+++ DOCUMENT SEGMENT +++

Magic mushrooms 'promising' in depression
- Published
A hallucinogenic chemical in magic mushrooms shows promise for people with untreatable depression, a short study on just 12 people hints.
Eight patients were no longer depressed after the "mystical and spiritual" experience induced by the drug.
The findings, in the Lancet Psychiatry, external, showed five of the patients were still depression-free after three months.
Experts cautiously welcomed the findings as "promising, but not completely compelling".
There have now been calls for the drug to be tested in larger trials.
Untreatable
At the start of the trial, nine of the patients had at least severe depression and three were moderately depressed.
In one patient, symptoms had lasted for 30 years.
All of them had tried at least two different treatments for depression, without success.
One had tried 11.
The study, at Imperial College London, initially gave patients a low dose of psilocybin, the hallucinogenic chemical in magic mushrooms, to test for safety.
They were then given a very high dose equivalent to "a lot of mushrooms", the researchers said.
The psychedelic experience lasted up to six hours, peaking after the first two, and was accompanied by classical music and followed by psychological support.
Dr Robin Carhart-Harris, one of the researchers, said: "These experiences with psilocybin can be incredibly profound, sometimes people have what they describe as mystical or spiritual-type experiences."
Most patients had a rapid dip in their depressive symptoms, with predictable side-effects including anxiety, nausea and headaches.
Dr Carhart-Harris said: "Seeing effect sizes of this magnitude is very promising, they are very large effect sizes in any available treatment for depression.
"We now need larger trials to understand whether the effects we saw in this study translate into long-term benefits."
Fellow researcher Prof David Nutt said thoughts could become locked in an overly self-critical and negative mode in depression, and it was thought the drug acted as a "lubricant for the mind" that "liberates" the patient.

+++

§ **WHAT TO DO**
**1)** Answer these questions using the article on the magic mushroom depression study:
(a) How many patients were no longer depressed after the drug-induced experience?
(b) At which institution was the study carried out?
(c) How long did the psychedelic experience last?
**2)** Carry the article on the magic mushroom depression study further from its last sentence.

+++ EXTRACTED RECORDS +++

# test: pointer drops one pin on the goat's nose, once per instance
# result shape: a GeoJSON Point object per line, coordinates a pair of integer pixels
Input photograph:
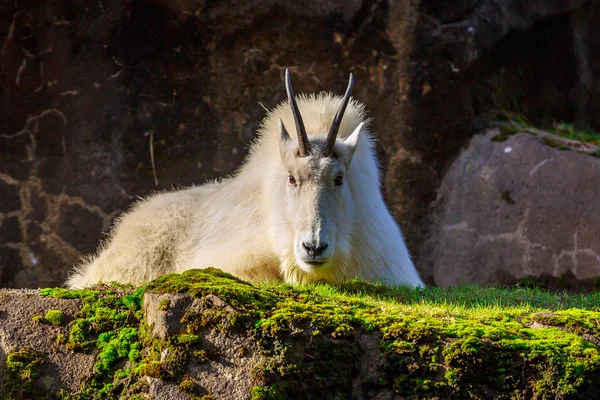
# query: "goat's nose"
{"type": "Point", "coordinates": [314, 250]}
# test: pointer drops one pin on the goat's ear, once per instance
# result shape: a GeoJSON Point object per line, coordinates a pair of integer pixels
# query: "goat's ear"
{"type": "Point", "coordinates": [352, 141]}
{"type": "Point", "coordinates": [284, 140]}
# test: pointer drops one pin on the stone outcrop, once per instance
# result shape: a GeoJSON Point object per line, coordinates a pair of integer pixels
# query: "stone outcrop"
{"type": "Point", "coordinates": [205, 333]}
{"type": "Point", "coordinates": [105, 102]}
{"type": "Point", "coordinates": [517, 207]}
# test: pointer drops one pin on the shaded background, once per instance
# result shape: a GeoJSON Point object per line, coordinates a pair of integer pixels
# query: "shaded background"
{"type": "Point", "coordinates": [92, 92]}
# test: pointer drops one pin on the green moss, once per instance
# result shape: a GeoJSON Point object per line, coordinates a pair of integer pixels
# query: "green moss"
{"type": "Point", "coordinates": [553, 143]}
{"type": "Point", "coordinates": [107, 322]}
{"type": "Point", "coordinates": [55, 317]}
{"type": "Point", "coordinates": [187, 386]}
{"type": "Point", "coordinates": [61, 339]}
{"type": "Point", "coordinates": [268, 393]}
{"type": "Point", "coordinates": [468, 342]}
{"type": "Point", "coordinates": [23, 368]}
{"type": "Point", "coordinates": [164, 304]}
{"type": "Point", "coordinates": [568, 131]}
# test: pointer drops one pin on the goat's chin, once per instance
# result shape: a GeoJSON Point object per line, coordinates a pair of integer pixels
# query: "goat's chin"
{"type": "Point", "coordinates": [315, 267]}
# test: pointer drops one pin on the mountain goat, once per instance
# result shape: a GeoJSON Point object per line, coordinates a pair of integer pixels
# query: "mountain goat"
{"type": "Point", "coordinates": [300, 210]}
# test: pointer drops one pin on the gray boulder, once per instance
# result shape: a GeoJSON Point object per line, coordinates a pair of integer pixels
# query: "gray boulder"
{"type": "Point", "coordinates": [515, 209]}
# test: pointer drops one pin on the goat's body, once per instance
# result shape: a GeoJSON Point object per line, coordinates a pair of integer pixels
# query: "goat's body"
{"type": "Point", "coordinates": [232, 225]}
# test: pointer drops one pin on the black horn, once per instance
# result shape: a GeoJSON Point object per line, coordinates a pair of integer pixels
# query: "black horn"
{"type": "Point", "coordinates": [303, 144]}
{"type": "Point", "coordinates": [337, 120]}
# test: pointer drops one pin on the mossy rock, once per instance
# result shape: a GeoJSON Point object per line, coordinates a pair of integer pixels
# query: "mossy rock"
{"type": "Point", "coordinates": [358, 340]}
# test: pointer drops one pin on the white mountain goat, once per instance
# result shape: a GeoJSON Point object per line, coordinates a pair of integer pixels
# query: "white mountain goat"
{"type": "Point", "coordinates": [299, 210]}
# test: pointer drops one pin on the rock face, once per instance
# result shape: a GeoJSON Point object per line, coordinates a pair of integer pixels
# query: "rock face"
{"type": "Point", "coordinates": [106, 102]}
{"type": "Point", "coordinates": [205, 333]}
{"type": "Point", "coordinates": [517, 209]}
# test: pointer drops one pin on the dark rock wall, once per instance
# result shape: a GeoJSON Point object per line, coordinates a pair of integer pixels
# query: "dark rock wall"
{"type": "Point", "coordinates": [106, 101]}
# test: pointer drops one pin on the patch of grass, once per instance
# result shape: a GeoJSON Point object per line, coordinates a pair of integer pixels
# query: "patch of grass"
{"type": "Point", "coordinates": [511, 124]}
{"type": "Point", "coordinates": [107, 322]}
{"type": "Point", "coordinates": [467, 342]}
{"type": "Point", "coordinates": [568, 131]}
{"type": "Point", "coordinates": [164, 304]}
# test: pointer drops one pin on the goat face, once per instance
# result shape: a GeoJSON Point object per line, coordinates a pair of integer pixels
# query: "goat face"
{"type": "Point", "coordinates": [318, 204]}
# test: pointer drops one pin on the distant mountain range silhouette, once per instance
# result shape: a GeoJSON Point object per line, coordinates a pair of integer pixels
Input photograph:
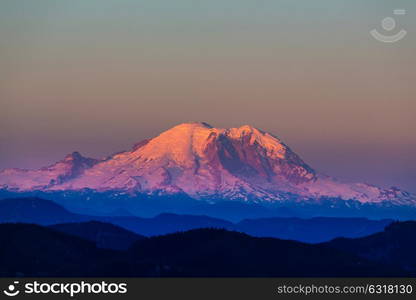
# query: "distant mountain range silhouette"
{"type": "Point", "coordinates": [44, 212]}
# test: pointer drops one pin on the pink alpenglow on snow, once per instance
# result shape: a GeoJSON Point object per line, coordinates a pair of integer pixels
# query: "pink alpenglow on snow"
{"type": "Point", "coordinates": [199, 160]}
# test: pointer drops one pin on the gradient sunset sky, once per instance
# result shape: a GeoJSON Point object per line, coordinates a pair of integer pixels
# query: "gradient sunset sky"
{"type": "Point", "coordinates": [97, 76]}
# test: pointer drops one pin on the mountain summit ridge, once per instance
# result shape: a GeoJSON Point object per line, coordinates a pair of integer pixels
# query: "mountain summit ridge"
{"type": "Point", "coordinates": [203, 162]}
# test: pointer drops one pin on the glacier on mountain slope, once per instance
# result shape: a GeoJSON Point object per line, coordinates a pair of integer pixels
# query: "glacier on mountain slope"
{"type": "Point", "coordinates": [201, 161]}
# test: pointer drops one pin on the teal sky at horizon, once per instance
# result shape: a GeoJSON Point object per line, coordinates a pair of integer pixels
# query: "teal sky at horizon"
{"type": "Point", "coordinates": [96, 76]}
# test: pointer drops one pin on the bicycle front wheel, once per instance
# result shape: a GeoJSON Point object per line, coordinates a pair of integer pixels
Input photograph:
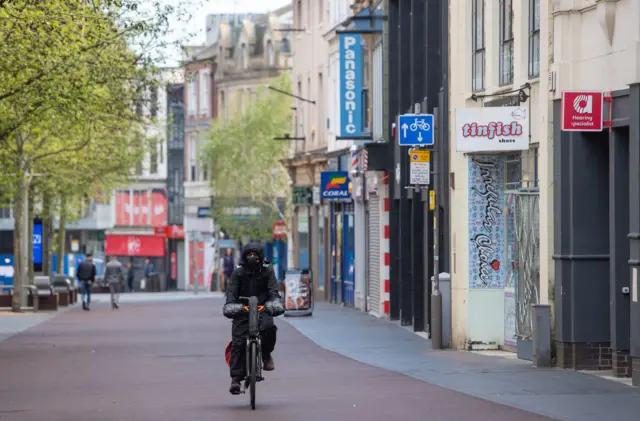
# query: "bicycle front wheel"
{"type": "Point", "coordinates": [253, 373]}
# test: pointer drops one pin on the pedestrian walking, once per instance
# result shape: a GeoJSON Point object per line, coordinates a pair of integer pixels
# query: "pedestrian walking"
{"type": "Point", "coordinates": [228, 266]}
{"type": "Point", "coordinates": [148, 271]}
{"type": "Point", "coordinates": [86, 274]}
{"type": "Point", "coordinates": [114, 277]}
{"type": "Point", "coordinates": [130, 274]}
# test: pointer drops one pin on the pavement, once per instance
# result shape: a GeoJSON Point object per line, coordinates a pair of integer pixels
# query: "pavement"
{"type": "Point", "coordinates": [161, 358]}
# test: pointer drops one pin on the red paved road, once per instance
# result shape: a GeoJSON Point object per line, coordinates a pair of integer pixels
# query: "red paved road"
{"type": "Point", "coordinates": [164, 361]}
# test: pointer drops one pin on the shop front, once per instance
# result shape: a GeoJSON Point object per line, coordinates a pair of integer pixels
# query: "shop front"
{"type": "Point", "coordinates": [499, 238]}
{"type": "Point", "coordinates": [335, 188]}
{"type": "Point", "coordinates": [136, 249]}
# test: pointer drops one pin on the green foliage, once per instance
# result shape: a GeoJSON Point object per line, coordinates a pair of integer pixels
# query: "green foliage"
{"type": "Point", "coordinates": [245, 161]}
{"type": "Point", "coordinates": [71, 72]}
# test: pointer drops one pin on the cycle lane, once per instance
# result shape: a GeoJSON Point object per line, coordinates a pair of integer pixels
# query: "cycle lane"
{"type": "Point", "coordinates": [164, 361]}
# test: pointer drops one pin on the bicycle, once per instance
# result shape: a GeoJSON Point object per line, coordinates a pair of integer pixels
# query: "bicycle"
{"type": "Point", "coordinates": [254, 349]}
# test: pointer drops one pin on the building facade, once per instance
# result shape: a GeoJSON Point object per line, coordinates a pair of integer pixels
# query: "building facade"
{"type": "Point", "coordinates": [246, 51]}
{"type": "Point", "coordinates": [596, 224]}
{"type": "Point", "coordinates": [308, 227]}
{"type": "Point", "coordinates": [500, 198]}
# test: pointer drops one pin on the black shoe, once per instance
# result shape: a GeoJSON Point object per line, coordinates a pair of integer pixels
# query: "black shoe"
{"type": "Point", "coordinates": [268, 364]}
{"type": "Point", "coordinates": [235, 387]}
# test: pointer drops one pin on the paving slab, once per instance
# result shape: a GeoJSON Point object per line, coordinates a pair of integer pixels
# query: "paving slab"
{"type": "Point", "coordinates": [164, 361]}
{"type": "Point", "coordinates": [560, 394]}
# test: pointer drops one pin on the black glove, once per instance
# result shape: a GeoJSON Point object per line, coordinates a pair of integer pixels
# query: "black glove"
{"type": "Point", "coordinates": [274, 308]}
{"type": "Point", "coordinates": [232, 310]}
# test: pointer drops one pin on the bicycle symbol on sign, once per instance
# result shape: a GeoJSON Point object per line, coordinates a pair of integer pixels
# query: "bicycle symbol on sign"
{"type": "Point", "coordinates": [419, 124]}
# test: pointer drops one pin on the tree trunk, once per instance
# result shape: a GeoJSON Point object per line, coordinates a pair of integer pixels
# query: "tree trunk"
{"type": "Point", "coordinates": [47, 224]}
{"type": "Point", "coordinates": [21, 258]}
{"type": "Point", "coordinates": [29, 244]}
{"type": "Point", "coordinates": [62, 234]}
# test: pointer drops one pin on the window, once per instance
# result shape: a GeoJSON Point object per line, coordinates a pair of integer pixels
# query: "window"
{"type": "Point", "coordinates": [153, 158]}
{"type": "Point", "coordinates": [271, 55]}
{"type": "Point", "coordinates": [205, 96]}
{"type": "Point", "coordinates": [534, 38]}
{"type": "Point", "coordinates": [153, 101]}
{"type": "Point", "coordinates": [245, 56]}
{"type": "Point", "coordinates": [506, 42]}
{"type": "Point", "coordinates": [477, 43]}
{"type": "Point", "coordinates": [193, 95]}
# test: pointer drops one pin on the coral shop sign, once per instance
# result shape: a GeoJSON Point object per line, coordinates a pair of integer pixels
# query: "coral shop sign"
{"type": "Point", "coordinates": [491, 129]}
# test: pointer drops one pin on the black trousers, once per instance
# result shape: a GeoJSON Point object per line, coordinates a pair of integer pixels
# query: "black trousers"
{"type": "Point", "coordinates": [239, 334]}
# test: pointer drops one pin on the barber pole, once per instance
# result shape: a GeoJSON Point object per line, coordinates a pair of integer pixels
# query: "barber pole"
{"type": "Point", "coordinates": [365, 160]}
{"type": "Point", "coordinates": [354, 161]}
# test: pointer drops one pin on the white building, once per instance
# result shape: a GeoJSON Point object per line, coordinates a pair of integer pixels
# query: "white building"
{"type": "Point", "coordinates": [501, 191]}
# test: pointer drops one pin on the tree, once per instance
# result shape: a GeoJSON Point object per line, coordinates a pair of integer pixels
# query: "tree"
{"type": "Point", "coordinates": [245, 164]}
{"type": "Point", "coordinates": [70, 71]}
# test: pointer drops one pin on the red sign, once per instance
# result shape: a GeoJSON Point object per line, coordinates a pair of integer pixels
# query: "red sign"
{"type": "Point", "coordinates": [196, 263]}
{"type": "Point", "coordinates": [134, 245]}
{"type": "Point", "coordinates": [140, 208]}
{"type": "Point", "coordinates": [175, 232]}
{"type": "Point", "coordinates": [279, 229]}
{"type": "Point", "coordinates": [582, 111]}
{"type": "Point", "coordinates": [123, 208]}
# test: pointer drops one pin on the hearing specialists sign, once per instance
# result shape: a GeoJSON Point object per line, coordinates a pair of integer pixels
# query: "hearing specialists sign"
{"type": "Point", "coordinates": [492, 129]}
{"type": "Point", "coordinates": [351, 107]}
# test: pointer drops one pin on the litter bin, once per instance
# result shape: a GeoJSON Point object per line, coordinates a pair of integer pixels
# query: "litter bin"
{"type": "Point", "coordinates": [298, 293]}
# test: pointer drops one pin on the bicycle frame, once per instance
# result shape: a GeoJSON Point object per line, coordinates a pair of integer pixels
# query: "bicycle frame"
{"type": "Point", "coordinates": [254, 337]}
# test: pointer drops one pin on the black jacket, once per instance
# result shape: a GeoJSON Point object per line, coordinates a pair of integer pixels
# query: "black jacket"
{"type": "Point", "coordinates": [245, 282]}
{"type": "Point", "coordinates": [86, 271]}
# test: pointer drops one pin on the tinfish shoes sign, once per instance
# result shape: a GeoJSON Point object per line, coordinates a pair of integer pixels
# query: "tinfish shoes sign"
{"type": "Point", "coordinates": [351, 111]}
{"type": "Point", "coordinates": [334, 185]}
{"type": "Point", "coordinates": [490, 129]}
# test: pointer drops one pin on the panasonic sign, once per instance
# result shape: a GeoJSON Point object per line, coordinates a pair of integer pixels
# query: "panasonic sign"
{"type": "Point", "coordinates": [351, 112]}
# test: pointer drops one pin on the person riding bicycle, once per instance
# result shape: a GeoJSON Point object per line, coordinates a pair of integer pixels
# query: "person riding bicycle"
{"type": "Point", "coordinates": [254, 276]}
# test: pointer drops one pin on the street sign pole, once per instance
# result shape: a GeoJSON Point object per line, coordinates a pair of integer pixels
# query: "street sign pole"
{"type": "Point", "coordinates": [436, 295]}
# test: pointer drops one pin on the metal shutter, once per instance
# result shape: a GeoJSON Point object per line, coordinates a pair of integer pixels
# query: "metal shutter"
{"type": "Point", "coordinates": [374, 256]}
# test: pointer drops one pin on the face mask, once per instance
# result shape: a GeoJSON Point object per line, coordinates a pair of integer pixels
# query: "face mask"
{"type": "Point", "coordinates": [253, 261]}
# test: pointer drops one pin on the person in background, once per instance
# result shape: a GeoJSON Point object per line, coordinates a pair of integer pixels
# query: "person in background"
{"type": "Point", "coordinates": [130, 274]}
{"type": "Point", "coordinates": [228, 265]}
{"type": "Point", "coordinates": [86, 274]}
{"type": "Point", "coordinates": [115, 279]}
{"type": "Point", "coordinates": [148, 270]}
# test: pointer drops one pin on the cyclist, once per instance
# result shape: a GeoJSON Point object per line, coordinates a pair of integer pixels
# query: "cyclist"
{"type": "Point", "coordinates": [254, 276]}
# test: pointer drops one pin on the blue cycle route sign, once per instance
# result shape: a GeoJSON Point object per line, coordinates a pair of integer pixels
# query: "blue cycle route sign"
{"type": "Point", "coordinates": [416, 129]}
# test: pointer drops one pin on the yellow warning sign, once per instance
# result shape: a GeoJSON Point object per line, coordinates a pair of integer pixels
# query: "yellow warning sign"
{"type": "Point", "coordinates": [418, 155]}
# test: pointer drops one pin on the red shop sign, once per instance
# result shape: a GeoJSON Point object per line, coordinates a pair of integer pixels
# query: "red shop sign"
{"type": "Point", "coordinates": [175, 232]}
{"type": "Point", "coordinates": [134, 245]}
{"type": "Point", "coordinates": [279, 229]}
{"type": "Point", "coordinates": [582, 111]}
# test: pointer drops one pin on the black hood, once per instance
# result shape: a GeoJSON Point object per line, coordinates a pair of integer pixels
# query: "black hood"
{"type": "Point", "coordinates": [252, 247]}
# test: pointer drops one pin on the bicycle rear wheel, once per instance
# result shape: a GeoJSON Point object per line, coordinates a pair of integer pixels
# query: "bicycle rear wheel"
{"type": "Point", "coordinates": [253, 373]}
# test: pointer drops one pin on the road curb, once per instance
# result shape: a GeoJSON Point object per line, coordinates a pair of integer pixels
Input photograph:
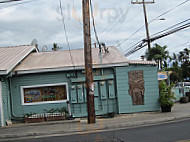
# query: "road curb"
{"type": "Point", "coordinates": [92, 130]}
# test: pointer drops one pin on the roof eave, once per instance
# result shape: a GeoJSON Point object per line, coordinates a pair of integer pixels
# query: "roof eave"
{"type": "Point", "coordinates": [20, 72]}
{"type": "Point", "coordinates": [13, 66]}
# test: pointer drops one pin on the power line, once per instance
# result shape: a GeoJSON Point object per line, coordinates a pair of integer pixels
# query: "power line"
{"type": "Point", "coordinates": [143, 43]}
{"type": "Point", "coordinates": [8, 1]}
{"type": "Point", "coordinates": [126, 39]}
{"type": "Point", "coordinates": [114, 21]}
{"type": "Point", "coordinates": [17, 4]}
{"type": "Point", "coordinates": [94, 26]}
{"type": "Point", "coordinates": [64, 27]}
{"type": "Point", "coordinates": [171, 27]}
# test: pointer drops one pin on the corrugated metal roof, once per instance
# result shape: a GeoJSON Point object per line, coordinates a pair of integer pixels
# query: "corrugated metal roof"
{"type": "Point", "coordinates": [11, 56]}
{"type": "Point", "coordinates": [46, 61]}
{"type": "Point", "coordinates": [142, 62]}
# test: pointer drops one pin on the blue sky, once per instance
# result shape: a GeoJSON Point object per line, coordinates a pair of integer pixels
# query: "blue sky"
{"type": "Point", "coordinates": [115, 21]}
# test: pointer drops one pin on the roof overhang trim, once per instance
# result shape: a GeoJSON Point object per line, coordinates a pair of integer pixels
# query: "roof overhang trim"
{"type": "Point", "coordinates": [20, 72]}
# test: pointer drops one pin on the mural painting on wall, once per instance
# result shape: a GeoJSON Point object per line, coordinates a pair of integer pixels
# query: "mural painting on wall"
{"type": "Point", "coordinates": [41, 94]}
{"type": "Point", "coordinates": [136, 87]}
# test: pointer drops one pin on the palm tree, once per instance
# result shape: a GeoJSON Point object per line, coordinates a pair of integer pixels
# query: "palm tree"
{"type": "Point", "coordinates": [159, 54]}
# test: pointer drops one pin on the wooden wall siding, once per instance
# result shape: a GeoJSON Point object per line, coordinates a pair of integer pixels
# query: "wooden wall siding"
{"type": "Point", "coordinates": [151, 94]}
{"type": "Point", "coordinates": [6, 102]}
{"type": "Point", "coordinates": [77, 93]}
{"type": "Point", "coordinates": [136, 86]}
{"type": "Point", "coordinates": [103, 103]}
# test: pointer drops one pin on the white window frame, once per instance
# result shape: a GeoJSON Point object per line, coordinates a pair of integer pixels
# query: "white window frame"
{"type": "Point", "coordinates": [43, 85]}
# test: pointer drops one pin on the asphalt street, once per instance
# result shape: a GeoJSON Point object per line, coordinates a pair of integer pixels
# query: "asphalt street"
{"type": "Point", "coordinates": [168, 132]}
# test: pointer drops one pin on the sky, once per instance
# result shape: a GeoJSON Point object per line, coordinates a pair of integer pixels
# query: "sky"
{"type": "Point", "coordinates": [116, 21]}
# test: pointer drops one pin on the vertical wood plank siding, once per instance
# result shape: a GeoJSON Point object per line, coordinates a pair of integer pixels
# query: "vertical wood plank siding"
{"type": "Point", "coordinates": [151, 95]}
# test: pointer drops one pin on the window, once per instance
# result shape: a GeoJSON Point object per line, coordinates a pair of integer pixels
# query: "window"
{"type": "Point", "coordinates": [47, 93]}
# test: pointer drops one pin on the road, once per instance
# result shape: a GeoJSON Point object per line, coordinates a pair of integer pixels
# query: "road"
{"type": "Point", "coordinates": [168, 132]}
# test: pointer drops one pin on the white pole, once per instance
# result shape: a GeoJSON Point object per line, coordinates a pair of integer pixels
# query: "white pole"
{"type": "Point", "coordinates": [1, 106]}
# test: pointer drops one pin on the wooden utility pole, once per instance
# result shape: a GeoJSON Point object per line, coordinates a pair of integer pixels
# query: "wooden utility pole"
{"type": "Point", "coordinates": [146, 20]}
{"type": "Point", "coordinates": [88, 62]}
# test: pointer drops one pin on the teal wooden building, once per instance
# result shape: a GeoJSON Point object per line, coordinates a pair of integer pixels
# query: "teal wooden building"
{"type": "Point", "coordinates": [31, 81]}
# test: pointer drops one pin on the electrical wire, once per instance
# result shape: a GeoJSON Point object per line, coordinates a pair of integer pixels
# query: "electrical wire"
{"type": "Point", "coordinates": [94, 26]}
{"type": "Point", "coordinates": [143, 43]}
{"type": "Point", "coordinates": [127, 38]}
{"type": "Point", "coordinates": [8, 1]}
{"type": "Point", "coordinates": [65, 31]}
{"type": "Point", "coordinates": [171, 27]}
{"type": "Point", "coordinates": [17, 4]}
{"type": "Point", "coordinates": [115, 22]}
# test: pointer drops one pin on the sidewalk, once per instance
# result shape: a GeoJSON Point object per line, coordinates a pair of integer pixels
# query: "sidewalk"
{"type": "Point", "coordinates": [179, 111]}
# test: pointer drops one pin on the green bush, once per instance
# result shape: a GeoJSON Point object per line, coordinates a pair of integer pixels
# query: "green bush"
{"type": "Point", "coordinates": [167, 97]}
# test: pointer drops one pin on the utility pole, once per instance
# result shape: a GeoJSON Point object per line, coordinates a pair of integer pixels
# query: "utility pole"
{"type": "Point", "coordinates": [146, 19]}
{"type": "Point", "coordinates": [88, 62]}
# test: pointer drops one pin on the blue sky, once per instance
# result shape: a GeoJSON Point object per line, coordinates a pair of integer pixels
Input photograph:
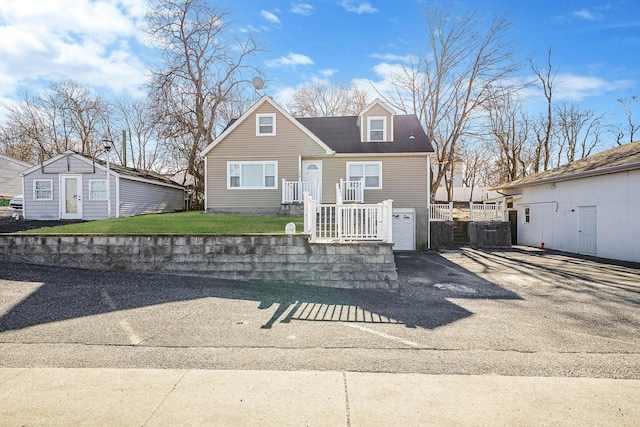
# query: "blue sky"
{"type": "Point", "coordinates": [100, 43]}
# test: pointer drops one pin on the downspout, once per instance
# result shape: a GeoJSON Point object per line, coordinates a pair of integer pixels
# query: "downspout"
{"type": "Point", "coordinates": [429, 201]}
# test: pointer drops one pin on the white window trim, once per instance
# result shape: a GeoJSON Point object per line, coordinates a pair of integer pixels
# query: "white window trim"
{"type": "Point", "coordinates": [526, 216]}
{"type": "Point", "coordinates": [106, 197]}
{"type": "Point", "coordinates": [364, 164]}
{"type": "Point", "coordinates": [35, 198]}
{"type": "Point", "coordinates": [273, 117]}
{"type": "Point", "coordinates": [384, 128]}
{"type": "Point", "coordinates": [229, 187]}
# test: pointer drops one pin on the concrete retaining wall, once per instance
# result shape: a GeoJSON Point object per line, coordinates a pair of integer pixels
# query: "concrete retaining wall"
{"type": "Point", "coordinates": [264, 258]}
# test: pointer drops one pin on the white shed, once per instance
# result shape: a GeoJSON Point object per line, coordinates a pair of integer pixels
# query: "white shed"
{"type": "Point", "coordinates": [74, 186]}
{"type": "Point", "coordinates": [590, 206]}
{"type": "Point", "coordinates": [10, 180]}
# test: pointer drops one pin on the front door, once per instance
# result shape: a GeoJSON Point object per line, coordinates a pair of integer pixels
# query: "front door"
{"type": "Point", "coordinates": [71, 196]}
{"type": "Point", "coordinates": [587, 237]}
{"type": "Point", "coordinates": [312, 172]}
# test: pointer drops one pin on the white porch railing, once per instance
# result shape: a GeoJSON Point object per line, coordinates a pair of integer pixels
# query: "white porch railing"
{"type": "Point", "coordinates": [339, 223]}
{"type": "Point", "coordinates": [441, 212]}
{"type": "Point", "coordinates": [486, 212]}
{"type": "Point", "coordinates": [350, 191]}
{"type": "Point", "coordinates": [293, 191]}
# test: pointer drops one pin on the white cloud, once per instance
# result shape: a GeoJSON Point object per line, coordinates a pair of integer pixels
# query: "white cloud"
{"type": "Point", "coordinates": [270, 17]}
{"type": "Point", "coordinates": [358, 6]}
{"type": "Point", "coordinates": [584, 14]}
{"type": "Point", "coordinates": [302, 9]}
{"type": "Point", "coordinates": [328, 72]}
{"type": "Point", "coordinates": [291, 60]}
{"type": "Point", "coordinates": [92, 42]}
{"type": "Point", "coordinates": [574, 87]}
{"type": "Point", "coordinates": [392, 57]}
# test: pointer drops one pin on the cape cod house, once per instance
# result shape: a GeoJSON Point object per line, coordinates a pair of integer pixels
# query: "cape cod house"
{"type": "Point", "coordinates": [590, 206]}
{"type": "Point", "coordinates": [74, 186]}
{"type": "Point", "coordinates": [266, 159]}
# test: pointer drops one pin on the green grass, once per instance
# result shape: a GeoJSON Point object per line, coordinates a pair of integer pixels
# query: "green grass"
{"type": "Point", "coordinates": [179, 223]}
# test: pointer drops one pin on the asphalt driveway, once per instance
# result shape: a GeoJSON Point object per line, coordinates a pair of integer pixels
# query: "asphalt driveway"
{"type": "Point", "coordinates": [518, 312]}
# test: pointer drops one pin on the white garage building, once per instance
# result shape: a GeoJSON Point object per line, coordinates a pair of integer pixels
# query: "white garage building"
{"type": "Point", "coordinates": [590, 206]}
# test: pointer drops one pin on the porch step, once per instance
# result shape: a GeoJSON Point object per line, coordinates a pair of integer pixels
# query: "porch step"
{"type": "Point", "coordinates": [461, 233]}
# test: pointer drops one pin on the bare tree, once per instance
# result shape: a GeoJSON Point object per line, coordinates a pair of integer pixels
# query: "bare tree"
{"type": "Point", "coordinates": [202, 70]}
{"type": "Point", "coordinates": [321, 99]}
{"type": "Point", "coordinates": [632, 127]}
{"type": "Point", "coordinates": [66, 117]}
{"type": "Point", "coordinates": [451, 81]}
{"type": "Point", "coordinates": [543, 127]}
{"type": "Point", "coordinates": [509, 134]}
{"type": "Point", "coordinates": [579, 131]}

+++

§ **ANSWERS BY TASK**
**1)**
(a) Eight.
(b) Imperial College London.
(c) Up to six hours, peaking after the first two.

**2)**
He said psilocybin targeted the receptors in the brain that normally responded to the hormone serotonin, which was involved in mood.
However, the study is anything but clear-cut.
It is short, in a small number of people and has no placebo group.
Larger trials use dummy, sugar pills or placebos so they can account for the enigmatic "placebo effect, external" in which people can get better when they think they are being treated.
The researchers told the BBC "it is possible" all the improvement was down to the placebo effect although the duration of the benefit and change in outlook suggested something else was going on.
Dr Carhart-Harris said "this isn't a magic cure, we shouldn't infer too much" until larger trials had taken place.
Prof Nutt said simply being able to perform the study using the hallucinogenic drug was a "landmark", as he criticised the "Kafkaesque, external" restrictions that had made the research difficult.
Prof Nutt, who was fired as the government's drugs adviser for his outspoken views, said red tape had meant "it cost £1,500 to dose each patient, when in any sane world it might have cost £30".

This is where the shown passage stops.